Given data —

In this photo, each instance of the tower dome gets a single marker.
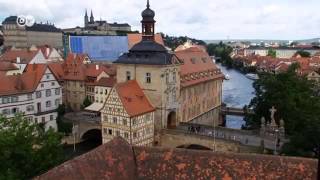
(148, 14)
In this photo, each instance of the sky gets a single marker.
(201, 19)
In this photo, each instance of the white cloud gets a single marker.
(204, 19)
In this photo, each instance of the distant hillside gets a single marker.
(307, 41)
(173, 42)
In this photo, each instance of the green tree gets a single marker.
(272, 53)
(26, 149)
(303, 53)
(296, 103)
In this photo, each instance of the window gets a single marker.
(38, 94)
(14, 110)
(29, 97)
(48, 93)
(128, 75)
(6, 100)
(193, 60)
(115, 120)
(105, 130)
(124, 122)
(57, 102)
(167, 77)
(148, 78)
(126, 135)
(48, 104)
(57, 91)
(5, 111)
(30, 108)
(14, 99)
(174, 76)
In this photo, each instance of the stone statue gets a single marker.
(273, 111)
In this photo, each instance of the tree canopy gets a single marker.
(27, 149)
(272, 53)
(303, 53)
(296, 103)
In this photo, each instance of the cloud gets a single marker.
(203, 19)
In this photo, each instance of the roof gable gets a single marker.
(133, 98)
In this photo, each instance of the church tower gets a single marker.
(155, 70)
(91, 18)
(86, 19)
(148, 23)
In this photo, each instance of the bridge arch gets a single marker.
(172, 120)
(92, 135)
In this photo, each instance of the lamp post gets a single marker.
(276, 141)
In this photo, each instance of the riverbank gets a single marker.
(236, 92)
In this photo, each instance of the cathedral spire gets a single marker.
(148, 23)
(91, 17)
(148, 5)
(86, 19)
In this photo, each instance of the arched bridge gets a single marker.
(86, 126)
(236, 111)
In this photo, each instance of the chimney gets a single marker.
(18, 60)
(47, 51)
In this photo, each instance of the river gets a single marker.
(236, 92)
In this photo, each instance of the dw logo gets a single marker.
(25, 20)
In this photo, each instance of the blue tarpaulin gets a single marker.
(99, 48)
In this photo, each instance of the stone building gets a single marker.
(155, 70)
(78, 76)
(200, 87)
(36, 93)
(25, 37)
(129, 114)
(101, 27)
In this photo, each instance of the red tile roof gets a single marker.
(118, 160)
(135, 38)
(133, 98)
(25, 83)
(25, 55)
(7, 66)
(106, 82)
(196, 61)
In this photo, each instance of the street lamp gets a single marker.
(276, 141)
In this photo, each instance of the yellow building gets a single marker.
(201, 87)
(128, 113)
(155, 70)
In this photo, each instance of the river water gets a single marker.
(236, 92)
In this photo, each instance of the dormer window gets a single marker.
(148, 78)
(193, 60)
(128, 75)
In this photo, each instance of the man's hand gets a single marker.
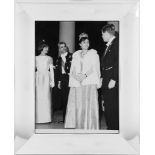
(111, 84)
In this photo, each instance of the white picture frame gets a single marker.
(127, 13)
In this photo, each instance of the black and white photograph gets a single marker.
(77, 75)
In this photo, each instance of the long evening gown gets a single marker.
(44, 75)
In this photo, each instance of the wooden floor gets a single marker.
(57, 122)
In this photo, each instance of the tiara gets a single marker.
(82, 35)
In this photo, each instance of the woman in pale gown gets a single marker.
(44, 80)
(82, 108)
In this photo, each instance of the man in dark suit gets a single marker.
(63, 65)
(109, 71)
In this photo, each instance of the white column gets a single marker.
(116, 23)
(67, 34)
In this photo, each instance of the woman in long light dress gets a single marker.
(82, 108)
(44, 80)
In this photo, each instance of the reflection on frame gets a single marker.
(77, 75)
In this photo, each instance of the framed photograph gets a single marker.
(77, 76)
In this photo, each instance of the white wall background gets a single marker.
(126, 13)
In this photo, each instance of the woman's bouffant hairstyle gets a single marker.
(41, 46)
(82, 37)
(110, 28)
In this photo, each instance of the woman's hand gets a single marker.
(111, 84)
(80, 77)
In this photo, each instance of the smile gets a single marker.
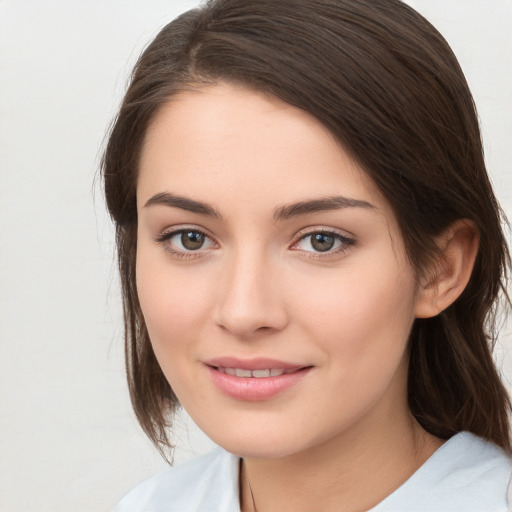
(257, 374)
(253, 382)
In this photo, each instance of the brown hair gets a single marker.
(388, 86)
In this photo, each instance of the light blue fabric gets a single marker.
(466, 474)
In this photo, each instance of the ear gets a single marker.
(451, 272)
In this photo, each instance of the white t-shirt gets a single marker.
(467, 474)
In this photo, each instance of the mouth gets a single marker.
(256, 374)
(255, 380)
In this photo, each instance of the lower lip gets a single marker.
(254, 389)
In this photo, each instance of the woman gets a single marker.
(311, 257)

Aim of the exercise — Quote the lines of the listing above that run from the line with "In this photo, each instance of the brown" through its last line, both included, and nothing else.

Correct answer —
In this photo, each instance of the brown hair gets a single marker.
(388, 86)
In this photo, each instance of the light blue fabric gets a single marker.
(466, 474)
In this photo, each instance of the ear gets a single marker.
(451, 272)
In this photo, each instance of the white t-shirt gets a single marker.
(467, 474)
In this photo, each instance of the mouth gets a single marker.
(256, 374)
(255, 380)
In this photo, each instance of the lower lip gets a single marker.
(254, 389)
In this photo, each instance of the woman gets a single marker.
(311, 257)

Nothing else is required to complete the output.